> [PROBLEM A]:
Can you render every line of the entries below the Indianapolis Motor Speedway passage as a JSON list of strings, one string per line, with blank lines left out?

> [SOURCE PASSAGE]:
^^^^^^^^^^^^^^^^
There are useless antique car shows, autograph signings, and other entries that fill the calendar of events, but none of them urge an ordinary race fan to leave the comfort of his or her home to drive to the World’s Greatest Race Course.
Mark Miles was hired by the Hulman Family as CEO of Hulman & Company because he is a really good host. He understands how to throw a party, and if the Indianapolis Motor Speedway is going to be open for 12 days during May, it needs to host 12 great parties. Cars going around in circles for no reason other than to go around in circles wastes everyone’s time. Building a series of dramatic events that prompt people to hop out of the Barcalounger, pack a cooler, and drive to a very crowded place for a day of fun is Miles’ charge.
^^^^^^^^^^^^^^^^
> [ENTRIES PROVIDED]:
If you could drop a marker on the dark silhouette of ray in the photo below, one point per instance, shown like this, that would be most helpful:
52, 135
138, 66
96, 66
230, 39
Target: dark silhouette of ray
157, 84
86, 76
^^^^^^^^^^^^^^^^
> [PROBLEM B]:
Can you carry the Indianapolis Motor Speedway passage above forward from its last sentence?

> [EXERCISE RESULT A]:
[
  "If you could drop a marker on the dark silhouette of ray in the photo below, one point per instance, shown like this, that would be most helpful:",
  "52, 135",
  "138, 66",
  "96, 66",
  "230, 39",
  "Target: dark silhouette of ray",
  "157, 84",
  "86, 76"
]

> [EXERCISE RESULT B]:
The first big move is the almost too logical step of hosting a road race on a road course that cost a lot of money to build, but lies dormant minus a poorly attended Moto-GP race. This gives the May another cool day, raising the number to four. The Indianapolis Grand Prix will be held on May 10th, and the Indianapolis 500 will be run May 25th.
What happens in between becomes the ongoing challenge for Miles and his crew.
There is talk of a major concert on the day before the race, but that talk has been a tradition for a generation. The problem always comes down to money. Booking the kind of act that will motivate attendance is expensive. If they can book a Kid Rock level act for Carb Day and a beyond household name act for Indy 500 eve, that would give people five legit reasons to come out.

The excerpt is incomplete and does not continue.